## [WHAT TO DO]
Below are entries. Reproduce exactly the lines between the line holding "Indicate a point on each instance of the white wall" and the line holding "Indicate a point on each instance of the doorway", inclusive, and only those.

BEGIN EXERCISE DATA

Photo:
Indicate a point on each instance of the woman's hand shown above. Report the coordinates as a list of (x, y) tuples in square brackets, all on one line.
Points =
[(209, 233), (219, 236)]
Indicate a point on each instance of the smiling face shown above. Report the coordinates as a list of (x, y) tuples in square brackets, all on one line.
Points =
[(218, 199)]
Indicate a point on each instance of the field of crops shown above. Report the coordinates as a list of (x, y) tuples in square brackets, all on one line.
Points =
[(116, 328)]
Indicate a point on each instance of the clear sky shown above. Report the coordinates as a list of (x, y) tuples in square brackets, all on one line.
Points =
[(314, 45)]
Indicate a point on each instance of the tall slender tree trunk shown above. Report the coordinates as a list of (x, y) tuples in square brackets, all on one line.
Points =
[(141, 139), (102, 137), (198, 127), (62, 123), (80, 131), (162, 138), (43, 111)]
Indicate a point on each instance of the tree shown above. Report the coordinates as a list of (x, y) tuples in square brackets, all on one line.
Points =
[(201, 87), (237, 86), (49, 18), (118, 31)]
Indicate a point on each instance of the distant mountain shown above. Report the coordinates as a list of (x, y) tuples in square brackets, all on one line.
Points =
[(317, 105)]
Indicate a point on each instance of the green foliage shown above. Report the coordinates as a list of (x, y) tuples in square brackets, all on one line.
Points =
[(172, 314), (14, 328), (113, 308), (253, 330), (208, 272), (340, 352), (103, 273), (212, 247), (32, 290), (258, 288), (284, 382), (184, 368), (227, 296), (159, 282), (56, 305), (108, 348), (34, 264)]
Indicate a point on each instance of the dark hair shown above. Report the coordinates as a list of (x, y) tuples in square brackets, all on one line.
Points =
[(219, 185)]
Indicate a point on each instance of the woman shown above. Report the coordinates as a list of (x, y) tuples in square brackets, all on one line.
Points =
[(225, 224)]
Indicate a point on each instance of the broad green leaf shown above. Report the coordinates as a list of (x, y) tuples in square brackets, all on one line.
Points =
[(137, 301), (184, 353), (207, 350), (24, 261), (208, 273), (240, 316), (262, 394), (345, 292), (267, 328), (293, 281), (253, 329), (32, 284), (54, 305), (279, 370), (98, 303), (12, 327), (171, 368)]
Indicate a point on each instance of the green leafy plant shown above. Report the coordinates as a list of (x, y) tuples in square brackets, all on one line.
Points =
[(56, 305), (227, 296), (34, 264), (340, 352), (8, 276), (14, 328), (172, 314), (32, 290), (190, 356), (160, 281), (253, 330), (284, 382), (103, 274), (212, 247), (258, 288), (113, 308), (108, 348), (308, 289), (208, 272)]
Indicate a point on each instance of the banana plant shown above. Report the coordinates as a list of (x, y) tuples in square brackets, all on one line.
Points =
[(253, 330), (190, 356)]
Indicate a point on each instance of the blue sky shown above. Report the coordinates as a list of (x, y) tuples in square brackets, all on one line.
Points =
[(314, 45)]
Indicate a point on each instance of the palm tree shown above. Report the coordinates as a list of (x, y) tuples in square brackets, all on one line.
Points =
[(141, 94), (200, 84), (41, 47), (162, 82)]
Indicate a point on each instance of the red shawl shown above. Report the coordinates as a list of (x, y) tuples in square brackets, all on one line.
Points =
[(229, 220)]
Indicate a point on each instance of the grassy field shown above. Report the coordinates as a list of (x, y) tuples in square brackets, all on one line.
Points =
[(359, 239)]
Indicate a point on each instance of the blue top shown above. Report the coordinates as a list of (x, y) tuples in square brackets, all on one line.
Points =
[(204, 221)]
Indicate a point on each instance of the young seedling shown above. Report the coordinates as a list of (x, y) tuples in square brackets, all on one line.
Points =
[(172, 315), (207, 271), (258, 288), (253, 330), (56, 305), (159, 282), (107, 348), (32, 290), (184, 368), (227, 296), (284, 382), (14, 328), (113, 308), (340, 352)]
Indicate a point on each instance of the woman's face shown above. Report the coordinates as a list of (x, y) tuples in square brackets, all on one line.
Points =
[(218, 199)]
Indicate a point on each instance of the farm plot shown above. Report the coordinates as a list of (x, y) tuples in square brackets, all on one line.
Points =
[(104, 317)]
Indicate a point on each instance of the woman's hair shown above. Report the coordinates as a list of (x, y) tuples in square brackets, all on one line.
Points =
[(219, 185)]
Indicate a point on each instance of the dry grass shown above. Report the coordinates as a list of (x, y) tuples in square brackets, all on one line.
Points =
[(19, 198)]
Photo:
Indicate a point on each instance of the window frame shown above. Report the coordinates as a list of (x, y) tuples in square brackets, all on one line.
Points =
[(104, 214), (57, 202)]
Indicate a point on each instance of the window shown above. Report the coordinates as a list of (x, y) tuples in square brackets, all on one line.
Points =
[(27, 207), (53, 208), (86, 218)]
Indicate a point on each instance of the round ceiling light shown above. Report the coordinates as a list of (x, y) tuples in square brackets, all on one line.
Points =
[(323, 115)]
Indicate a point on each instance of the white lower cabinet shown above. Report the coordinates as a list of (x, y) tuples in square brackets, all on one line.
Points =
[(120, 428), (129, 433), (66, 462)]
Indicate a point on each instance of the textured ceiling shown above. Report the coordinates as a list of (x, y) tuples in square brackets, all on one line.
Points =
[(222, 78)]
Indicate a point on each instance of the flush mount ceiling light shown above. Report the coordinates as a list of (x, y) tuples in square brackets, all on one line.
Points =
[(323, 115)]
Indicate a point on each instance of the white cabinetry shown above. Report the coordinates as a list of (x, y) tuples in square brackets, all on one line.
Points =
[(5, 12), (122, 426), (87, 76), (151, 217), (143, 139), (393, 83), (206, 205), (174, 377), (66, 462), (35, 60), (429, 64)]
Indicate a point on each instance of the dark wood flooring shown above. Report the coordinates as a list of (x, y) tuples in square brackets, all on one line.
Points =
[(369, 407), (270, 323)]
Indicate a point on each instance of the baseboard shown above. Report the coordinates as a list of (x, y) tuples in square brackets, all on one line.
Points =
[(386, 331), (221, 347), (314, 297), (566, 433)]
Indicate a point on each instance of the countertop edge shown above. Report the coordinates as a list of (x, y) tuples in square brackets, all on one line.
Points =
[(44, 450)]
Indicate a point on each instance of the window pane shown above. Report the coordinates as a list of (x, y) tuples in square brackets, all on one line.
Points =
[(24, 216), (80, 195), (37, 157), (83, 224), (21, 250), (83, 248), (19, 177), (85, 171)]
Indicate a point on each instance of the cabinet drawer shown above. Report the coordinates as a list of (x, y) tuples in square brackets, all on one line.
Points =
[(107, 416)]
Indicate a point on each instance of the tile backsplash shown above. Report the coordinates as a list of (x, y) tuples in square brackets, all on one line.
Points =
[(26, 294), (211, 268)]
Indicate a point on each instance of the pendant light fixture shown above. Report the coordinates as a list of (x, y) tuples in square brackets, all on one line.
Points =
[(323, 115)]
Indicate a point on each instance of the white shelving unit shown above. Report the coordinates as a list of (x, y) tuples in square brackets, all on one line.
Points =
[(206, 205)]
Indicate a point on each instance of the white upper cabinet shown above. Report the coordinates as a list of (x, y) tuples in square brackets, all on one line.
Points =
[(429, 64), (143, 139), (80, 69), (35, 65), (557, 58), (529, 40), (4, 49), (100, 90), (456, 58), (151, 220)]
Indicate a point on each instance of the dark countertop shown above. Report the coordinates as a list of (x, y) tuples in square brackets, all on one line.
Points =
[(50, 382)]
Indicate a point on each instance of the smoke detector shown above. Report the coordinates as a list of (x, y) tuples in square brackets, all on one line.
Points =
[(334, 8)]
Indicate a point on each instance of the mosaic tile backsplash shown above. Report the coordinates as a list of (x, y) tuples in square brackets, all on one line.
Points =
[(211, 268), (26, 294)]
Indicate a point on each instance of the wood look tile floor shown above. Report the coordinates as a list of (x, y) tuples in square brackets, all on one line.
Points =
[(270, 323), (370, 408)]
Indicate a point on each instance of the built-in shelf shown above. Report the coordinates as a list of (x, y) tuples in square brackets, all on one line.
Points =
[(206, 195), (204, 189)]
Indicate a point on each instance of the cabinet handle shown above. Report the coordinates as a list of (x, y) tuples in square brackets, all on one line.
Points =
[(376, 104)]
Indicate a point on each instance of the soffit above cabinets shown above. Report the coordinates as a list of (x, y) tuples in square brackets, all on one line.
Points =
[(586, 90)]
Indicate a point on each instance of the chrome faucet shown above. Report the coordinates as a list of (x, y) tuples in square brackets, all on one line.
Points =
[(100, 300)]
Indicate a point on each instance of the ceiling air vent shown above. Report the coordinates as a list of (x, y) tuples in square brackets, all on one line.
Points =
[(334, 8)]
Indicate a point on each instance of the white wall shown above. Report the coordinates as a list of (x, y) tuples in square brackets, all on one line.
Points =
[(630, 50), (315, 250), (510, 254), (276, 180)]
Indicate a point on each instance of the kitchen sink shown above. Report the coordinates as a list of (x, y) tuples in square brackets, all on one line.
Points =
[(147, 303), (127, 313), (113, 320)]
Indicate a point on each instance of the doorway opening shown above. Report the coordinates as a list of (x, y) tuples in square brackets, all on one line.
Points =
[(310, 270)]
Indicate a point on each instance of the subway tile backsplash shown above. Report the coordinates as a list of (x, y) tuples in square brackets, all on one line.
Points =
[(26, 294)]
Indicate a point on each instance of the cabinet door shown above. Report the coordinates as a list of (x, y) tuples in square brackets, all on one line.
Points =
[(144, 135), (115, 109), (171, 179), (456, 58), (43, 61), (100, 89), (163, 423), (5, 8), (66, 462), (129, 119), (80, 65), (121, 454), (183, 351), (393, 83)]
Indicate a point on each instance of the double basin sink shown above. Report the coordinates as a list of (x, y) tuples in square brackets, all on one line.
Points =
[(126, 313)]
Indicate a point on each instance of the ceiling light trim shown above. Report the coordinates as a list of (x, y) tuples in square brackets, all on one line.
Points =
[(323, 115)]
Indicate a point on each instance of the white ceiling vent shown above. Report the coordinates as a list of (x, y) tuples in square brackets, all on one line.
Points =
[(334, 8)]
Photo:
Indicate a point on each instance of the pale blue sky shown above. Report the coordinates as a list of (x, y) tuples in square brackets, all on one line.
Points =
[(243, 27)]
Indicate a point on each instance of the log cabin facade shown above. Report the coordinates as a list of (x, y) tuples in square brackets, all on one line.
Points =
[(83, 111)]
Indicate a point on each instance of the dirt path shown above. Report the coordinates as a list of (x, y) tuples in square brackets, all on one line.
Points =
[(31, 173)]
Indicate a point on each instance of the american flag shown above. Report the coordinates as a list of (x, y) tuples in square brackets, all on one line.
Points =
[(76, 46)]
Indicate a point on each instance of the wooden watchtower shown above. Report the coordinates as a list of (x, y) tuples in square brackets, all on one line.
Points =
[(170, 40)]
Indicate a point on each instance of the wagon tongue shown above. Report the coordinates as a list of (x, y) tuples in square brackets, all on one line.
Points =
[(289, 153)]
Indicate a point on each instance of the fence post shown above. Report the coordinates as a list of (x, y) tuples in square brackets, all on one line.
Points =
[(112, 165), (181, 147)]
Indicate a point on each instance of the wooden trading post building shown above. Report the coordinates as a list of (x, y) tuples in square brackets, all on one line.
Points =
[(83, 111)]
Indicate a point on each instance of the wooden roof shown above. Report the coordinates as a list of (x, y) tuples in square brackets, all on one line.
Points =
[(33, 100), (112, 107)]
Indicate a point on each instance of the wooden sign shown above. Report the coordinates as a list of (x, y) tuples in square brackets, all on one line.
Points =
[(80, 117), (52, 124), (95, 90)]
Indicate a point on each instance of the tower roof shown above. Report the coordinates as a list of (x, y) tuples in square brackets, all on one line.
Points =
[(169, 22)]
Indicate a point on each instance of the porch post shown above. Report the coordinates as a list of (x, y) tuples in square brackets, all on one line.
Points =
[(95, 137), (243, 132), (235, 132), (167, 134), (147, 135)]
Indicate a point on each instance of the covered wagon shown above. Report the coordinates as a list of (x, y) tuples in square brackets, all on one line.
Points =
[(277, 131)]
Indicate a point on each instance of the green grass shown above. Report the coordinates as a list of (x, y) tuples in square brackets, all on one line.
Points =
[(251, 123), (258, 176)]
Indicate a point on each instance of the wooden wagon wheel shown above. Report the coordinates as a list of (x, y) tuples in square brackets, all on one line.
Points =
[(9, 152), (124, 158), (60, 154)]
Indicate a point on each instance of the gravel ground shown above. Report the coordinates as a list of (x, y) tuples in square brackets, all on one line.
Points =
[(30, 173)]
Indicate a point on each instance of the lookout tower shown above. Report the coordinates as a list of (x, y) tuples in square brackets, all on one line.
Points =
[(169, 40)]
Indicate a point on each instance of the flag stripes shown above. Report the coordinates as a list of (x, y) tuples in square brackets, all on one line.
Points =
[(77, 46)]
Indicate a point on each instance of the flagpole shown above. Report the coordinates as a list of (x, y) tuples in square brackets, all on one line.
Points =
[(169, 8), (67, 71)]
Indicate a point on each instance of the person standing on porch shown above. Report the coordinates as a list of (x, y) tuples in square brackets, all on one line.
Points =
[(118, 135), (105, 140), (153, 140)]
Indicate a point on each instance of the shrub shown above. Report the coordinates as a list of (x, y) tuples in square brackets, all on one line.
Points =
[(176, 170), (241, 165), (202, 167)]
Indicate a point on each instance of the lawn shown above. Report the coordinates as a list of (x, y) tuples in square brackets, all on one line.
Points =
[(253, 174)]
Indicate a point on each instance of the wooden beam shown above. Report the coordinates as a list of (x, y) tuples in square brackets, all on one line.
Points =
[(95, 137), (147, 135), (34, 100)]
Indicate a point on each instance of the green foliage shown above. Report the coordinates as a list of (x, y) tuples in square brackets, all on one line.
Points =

END EXERCISE DATA

## [SOLVED EXERCISE]
Indicate a point on each instance of the white wall shown above. Report the coordinates as a list of (x, y) tuples in square brackets, all on one line.
Points =
[(630, 50), (315, 250), (510, 254), (276, 180)]
Indicate a point on each instance of the kitchen sink shown above. Report the coordinates as a list of (x, y) tuples in square brackets, all on one line.
Points =
[(147, 303), (127, 313), (113, 320)]
Indicate a point on each instance of the doorway opening shown above. Report the coordinates as a list of (x, y) tuples in square brackets, all on one line.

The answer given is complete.